ВЫБРАННЫЙ ОТРЫВОК:
В литературе, особенно в художественной, нередко попадаются описания того, как немецкие бомбардировщики после первых же атак наших истребителей сбрасывали бомбы на собственные позиции или спешно разворачивались и уходили к себе на аэродромы, Авторы в таких случаях чаще всего выдают желаемое за действительное. Немцы обычно дрались упорно. И экипажи вражеских бомбардировщиков, отлично понимая, что невыполнение боевой задачи может обернуться для них крупными неприятностями, вплоть до расстрела, всегда стремились выполнить свою задачу. Поле боя они оставляли только в тех случаях, когда начинали нести неоправданно большие потери. А если и сбрасывали бомбы, не дойдя до цели, то, конечно, не на головы собственной пехоты, а где-нибудь в стороне или ставя их на невзрыв, после чего бомбы превращались в простые, не способные принести вреда металлические болванки.

Немецкий десант

Едва выгрузились и отправили транспортники назад, на горизонте со стороны запада показалась большая группа самолетов, идущая в сторону нашего аэродрома. Немецкие Ю-52 шли без прикрытия на высоте примерно 1000 — 1200 метров.
— Будто к себе домой идут, — с досадой сказал Орлов.
— Может, еще не знают, что на аэродроме теперь мы, а не немцы, — высказал догадку я. 
— Придется встретить непрошеных гостей.
В наследство от прежних хозяев аэродрома нам досталось два разбитых грузовика, которые я распорядился выкатить на взлетную полосу и поставить их таким образом, чтобы они перегородили ее поперек, препятствуя посадке, если бы «юнкерсы» вздумали ее осуществить. Но тут вдруг я разглядел, как под одной из вражеских машин стали раскрываться парашютные купола. Затем еще и еще… Стало ясно, что фашистские транспортники выбрасывают десант. Группа большая: сыплют и сыплют… Десант, конечно, сбрасывают в помощь своим наземным войскам, подумал я. Но кое-что, судя по всему, достанется и на нашу долю. Так оно и получилось. Около тридцати парашютистов выбросились в районе аэродрома. Устоим ли? Как-никак отборные, специально обученные солдаты. А у нас десять автоматчиков да сержант с ними за старшего…
Подготовили к бою оба ручных пулемета, залегли, ждем. Десантники приземлились на открытом, простреливаемом со всех сторон поле, но стрелять рано — слишком велико расстояние. Немцы собрались в группу, развернулись в цепь и с автоматами наизготове двинулись в нашу сторону. Пришлось взять на себя роль командира взвода, хотя во взводе, конечно, солдат побольше. Подпустив вражеских парашютистов поближе, я приказал открыть огонь. Немцы залегли. Началась перестрелка. Вижу, несем потери: один убитый, двое раненых, причем оба тяжело. Что делается у противника, отсюда не разглядишь. Но скоро выяснилось: им досталось куда больше нашего. Во-первых, мы в укрытии, а они на голом месте. Ну и два пулемета свое дело сделали. В общем, через несколько минут трое немцев подняли вверх руки. Я приказал прекратить огонь. Смотрим, встают остальные, тоже задирают руки. А автоматы, между прочим, у них на груди болтаются. Вдруг хитрят? Немецкого я не знал, кричу по-русски: «Бросай оружие!» Поняли. Поснимали автоматы, сложили на землю. Заперли мы пленных в каком-то сарае, поставили охрану. А одного фрица, немного знавшего русский язык, допросили. Выяснилось, что сбрасывали десант, чтобы усилить части, оборонявшие Вильнюс. А эти то ли запоздали с выброской, то ли еще что… Говорил немец плохо, безбожно коверкая и перевирая слова. Так мы толком и не поняли, что там у них стряслось. Позже генерал Крылов рассказал мне, что немцы вообще просчитались с десантом: выбросили человек четыреста, но на территорию, уже отбитую у противника. Многих парашютистов расстреляли еще в воздухе, а остальные сдались в плен.

ЗАДАНИЯ ДЛЯ РАБОТЫ:
**1)** Ответьте на вопросы по отрывку о немецком десанте:
(a) В каких случаях экипажи немецких бомбардировщиков оставляли поле боя?
(b) На какой высоте шли немецкие Ю-52?
(c) Сколько человек, по словам генерала Крылова, выбросили немцы?
**2)** Пожалуйста, перепечатайте часть отрывка о немецком десанте, начиная со слов «Немецкий десант» и продолжая до слов «встретить непрошеных гостей.» включительно.
**3)** Напишите, что следует дальше в отрывке о немецком десанте, сразу после его последнего предложения.
Материал, приведенный далее, никак не связан с отрывком о немецком десанте.

ИСХОДНЫЕ ДАННЫЕ:

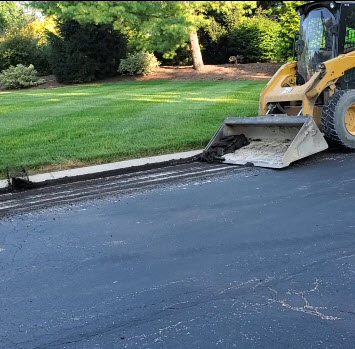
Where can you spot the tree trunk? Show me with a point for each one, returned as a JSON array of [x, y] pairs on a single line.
[[196, 51]]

ПОЛУЧЕННЫЕ ОТВЕТЫ:
**1)**
(a) Только когда начинали нести неоправданно большие потери.
(b) Примерно на высоте 1000–1200 метров.
(c) Около четырехсот человек.

**2)**
Немецкий десант

Едва выгрузились и отправили транспортники назад, на горизонте со стороны запада показалась большая группа самолетов, идущая в сторону нашего аэродрома. Немецкие Ю-52 шли без прикрытия на высоте примерно 1000 — 1200 метров.
— Будто к себе домой идут, — с досадой сказал Орлов.
— Может, еще не знают, что на аэродроме теперь мы, а не немцы, — высказал догадку я. 
— Придется встретить непрошеных гостей.

**3)**
Киселев - летчик без ноги

Когда я увидел заходивший на посадку одиночный истребитель, сразу же мелькнула догадка, что это подранок. Но сел самолет нормально. Лишь в конце пробега его развернуло в сторону, и он встал поперек полосы. Вот-вот должны были появиться остальные истребители, и я бросился к «виллису», чтобы освободить полосу, зарулив, если понадобится, самолет на стоянку. Когда я подъехал, мотор у «яка» уже не работал. Выскочив из машины, я влез на крыло и увидел в кабине потерявшего сознание Киселева. На полу кабины лужа крови, а в ней — оторванная нога в сапоге. Как истекающий кровью Киселев сумел с одной ногой довести до аэродрома и посадить машину, я до сих пор не знаю. Зато хорошо знаю другое. Иван Михайлович Киселев не только вернулся в строй, не только научился летать и летал с протезом, но и совершил 156 боевых вылетов, принял участие в 25 воздушных боях, сбил лично 14 самолетов противника и два в группе, стал Героем Советского Союза ...

Проблемы с Як-3

Началась эта история с того, что перед Висло-Одерской операцией наш корпус полностью перевооружили на новые истребители Як-3. О машине этой я уже не раз говорил — один из лучших истребителей военных лет. Но первые партии их поступили на фронт с заводов со скрытым и, как выяснилось, весьма существенным изъяном. Верхняя обшивка крыла оказалась ослабленной. Из-за нарушения заводской технологии она не выдерживала повышенных перегрузок при маневрировании в бою, и летчики терпели аварии. Разобрались мы в этом не сразу. Мало ли что может случиться в воздушной схватке с врагом! На войну еще и не то привыкли списывать… Но когда погиб капитан Тарасов — тот самый, что вместе со своим ведомым лейтенантом Калугиным привел и посадил во время кубанских боев на нашем аэродроме «мессершмитт», — стало ясно, что с новыми самолетами явно что-то не в порядке. Подобные же данные поступали в штаб ВВС и из других авиационных частей.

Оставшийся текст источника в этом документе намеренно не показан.